Top of Available records

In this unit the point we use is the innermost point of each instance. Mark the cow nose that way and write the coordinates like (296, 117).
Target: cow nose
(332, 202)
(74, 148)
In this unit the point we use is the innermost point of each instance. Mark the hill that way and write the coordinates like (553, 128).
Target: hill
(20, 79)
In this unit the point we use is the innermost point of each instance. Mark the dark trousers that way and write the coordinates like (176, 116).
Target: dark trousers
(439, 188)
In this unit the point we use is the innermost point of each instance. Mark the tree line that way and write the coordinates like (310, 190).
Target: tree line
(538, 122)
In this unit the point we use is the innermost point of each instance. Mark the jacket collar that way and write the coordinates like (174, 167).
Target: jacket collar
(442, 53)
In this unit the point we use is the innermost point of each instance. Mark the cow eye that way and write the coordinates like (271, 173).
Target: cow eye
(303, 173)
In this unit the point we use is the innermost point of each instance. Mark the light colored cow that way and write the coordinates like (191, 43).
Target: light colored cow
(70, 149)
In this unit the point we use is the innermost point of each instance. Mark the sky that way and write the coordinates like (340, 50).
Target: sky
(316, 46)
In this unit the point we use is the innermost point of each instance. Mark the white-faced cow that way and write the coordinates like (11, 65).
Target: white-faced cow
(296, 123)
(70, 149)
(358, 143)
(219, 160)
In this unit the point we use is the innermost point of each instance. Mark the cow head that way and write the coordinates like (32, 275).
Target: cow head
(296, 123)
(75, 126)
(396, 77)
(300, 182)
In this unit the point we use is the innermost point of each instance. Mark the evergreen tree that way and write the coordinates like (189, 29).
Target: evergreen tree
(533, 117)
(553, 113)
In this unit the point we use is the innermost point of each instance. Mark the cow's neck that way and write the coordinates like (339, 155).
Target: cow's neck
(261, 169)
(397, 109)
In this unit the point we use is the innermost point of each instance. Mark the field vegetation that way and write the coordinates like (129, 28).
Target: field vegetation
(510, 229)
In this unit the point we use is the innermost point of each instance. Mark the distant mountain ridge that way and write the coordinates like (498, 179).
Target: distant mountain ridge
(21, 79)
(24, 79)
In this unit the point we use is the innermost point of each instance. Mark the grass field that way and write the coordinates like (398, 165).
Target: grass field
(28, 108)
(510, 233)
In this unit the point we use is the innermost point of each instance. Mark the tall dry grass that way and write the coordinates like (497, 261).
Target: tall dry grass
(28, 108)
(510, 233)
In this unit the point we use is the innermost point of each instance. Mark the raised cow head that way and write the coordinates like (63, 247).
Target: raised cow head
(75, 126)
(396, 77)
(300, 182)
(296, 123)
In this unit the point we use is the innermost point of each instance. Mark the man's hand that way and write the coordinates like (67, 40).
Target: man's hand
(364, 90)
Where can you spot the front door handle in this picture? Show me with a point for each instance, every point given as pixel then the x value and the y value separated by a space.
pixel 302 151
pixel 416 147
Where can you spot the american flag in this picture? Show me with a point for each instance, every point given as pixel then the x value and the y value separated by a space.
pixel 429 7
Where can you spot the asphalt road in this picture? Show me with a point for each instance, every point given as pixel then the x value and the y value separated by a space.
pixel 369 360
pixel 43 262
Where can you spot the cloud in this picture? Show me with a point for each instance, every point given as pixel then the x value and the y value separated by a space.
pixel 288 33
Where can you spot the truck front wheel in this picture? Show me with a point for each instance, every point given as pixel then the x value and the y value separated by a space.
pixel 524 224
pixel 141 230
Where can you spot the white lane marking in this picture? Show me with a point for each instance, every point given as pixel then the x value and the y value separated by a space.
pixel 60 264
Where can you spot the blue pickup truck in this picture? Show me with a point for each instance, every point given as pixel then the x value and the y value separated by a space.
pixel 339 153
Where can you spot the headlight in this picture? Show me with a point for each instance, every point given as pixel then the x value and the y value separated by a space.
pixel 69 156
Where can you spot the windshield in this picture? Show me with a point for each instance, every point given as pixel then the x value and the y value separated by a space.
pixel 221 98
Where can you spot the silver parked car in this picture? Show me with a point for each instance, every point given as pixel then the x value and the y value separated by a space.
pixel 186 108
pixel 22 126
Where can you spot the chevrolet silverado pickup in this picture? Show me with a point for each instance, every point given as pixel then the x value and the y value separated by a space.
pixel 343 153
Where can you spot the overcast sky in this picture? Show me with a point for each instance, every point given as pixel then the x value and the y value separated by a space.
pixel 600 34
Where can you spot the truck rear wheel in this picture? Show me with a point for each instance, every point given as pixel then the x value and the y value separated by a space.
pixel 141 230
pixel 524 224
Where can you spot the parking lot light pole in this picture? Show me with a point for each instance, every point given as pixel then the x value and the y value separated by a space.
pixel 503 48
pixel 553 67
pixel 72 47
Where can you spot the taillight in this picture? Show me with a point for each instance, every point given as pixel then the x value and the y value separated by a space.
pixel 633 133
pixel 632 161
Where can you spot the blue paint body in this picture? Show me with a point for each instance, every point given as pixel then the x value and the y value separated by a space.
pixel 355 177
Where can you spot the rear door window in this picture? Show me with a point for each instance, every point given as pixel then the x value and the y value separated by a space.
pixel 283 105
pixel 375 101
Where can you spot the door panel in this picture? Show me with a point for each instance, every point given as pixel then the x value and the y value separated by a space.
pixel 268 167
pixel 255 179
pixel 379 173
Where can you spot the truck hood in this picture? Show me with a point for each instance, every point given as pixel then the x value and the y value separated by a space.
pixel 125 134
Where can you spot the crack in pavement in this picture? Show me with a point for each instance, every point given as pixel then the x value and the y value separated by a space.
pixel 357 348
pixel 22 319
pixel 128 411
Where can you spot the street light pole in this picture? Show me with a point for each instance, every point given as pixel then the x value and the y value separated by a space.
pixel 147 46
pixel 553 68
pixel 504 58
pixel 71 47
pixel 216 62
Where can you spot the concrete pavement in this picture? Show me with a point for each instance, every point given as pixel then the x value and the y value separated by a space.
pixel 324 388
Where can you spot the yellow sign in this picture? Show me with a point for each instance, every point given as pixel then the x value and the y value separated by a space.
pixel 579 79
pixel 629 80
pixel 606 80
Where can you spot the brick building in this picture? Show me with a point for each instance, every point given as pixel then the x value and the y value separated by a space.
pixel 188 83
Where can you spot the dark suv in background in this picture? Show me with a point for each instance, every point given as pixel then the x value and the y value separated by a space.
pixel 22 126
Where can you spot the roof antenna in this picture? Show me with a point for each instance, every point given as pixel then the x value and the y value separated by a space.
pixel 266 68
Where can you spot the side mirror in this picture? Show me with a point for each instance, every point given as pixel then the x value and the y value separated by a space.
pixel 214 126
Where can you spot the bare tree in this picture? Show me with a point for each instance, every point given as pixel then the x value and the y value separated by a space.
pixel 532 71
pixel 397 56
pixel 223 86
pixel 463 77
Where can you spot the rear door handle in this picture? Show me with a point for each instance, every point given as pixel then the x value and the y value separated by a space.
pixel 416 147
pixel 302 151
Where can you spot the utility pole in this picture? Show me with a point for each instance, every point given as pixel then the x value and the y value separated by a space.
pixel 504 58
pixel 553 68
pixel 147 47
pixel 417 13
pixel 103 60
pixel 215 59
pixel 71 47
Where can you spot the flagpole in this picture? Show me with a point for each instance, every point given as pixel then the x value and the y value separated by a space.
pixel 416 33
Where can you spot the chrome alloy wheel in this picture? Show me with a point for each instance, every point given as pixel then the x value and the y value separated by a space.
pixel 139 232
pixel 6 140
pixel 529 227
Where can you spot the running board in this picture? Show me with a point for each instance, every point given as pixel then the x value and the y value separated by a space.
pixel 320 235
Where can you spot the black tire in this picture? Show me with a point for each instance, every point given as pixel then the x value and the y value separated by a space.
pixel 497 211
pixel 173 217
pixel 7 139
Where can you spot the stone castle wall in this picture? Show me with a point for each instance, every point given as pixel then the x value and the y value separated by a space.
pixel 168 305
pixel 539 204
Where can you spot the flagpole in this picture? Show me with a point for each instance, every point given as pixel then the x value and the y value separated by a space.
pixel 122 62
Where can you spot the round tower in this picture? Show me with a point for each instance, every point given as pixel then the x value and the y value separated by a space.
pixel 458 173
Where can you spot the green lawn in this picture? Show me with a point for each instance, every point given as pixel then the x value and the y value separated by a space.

Bottom of Available records

_Assigned task:_
Would you please copy exactly the part of the entries above that begins at the line containing "Target: dark trousers" and ends at the line containing "like (32, 275).", both lines included?

_Problem solution:_
Target: dark trousers
(439, 188)
In this unit the point we use is the innermost point of each instance. Mark the tree line that way and write the coordinates like (310, 190).
Target: tree line
(538, 122)
In this unit the point we use is the innermost point of each instance. Mark the jacket collar that way and write the coordinates like (174, 167).
Target: jacket collar
(442, 53)
In this unit the point we use is the innermost point of each instance. Mark the cow eye that way and write the coordinates like (271, 173).
Target: cow eye
(303, 173)
In this unit the point we use is the innermost point of each instance. Mark the light colored cow that way and write the coordinates like (191, 43).
Target: light colored cow
(70, 149)
In this unit the point we use is the innermost point of each instance. Mark the sky that way and write the coordinates like (340, 50).
Target: sky
(316, 46)
In this unit the point we use is the innermost point of each instance. Mark the white-faced cow that way and write the coordinates like (11, 65).
Target: white-faced cow
(296, 123)
(70, 149)
(358, 143)
(219, 160)
In this unit the point we use is the innermost point of each instance. Mark the cow head that way and write the coordinates like (32, 275).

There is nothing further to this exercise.